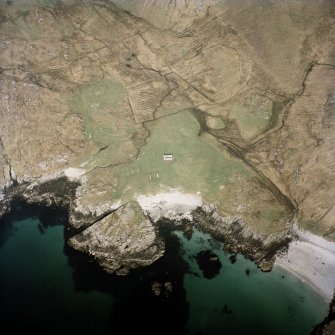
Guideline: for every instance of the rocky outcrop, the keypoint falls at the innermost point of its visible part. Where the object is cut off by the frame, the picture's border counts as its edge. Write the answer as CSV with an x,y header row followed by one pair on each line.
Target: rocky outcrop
x,y
327,326
121,241
240,238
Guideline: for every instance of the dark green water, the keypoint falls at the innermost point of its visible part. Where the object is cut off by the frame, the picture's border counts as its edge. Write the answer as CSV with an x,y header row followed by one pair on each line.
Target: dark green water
x,y
46,287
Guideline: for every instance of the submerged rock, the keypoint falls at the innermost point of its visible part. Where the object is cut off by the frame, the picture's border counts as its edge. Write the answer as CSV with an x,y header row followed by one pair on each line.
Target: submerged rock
x,y
209,263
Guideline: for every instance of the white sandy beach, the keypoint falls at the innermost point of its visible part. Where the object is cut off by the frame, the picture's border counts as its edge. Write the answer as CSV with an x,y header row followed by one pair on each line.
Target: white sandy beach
x,y
312,259
173,205
74,173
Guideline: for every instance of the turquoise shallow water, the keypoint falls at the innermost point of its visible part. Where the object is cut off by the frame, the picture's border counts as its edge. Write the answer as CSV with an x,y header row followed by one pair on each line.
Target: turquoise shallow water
x,y
44,286
263,303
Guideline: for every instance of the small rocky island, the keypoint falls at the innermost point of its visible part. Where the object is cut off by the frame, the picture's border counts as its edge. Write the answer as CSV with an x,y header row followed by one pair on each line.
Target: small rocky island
x,y
216,113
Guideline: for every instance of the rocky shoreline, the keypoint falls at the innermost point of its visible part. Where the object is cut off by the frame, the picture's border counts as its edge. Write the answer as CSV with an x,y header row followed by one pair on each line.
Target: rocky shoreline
x,y
123,237
107,233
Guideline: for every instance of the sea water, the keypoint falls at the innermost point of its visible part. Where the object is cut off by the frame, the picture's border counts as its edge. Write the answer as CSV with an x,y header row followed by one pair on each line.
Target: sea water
x,y
45,286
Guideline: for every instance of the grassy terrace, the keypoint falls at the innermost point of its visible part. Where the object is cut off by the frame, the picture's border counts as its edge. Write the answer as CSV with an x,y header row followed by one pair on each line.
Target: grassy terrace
x,y
200,165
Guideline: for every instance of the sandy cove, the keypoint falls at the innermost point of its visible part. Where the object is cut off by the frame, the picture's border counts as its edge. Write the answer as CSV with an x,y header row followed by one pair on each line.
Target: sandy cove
x,y
312,259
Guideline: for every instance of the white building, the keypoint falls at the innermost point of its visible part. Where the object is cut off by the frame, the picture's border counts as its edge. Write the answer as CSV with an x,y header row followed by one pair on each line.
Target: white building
x,y
168,157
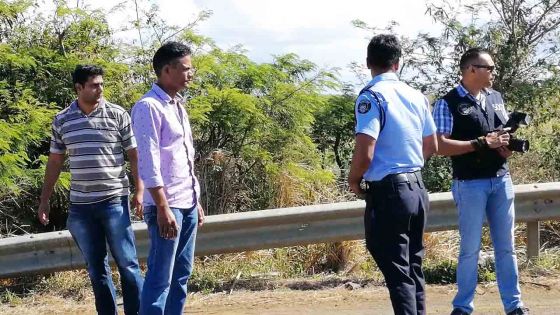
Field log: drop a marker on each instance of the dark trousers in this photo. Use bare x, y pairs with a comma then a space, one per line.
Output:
394, 220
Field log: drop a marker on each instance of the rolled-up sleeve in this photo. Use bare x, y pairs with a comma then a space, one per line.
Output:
57, 145
146, 124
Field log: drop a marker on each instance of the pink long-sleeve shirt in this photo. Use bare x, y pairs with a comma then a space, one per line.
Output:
165, 148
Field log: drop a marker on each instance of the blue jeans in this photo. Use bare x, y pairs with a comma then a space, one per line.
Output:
94, 225
170, 263
475, 199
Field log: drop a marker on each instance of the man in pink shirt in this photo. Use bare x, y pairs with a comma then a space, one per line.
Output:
172, 209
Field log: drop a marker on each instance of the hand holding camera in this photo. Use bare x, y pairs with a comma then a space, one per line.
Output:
497, 139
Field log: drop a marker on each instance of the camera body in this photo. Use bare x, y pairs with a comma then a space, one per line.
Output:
516, 120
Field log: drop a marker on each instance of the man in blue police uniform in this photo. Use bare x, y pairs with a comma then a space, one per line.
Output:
466, 119
395, 134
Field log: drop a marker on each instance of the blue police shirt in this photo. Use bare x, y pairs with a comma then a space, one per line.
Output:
398, 147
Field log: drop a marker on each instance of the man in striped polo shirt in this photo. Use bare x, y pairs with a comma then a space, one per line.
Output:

= = = = = = =

Set down, from the entries above, exactly the lines from the one with "Guideline: for every instance of the white sandy" up to and including the one with "Guideline: for every instance of the rocky shoreline, the", and no other lines.

Task answer
Guideline: for every instance of the white sandy beach, the keypoint falls at the innermost point of its visible part. Where the object is cut off by the frame, the picture's border counts as its edge. Write the answer as CSV with an x,y header row followed by one pair on each line.
Target: white sandy beach
x,y
312,259
173,205
74,173
Guideline: for every instance of the turquoise shallow water, the keypoint falls at the innermost point of its visible part. Where the object is cut off by the frame, the picture's border counts as its edge. Write the answer as CSV with an x,y header row followed by one pair on each line.
Target: turquoise shallow water
x,y
44,286
263,303
Guideline: for every instance of the small rocky island, the keypoint falls at the innermost point of its visible part. Where the object is cut off by the frame, the picture's border counts as its edge. Write the answer as CSV with an x,y header row followed by one pair on each line.
Target: small rocky island
x,y
216,113
Guideline: for every instance of the rocky shoreline, the keypoint falls at the innermost point of its visible part. Where the object is cut off by the frame, the picture's border counts as its edge. Write the answer as CSV with an x,y header row followed by one pair on each line.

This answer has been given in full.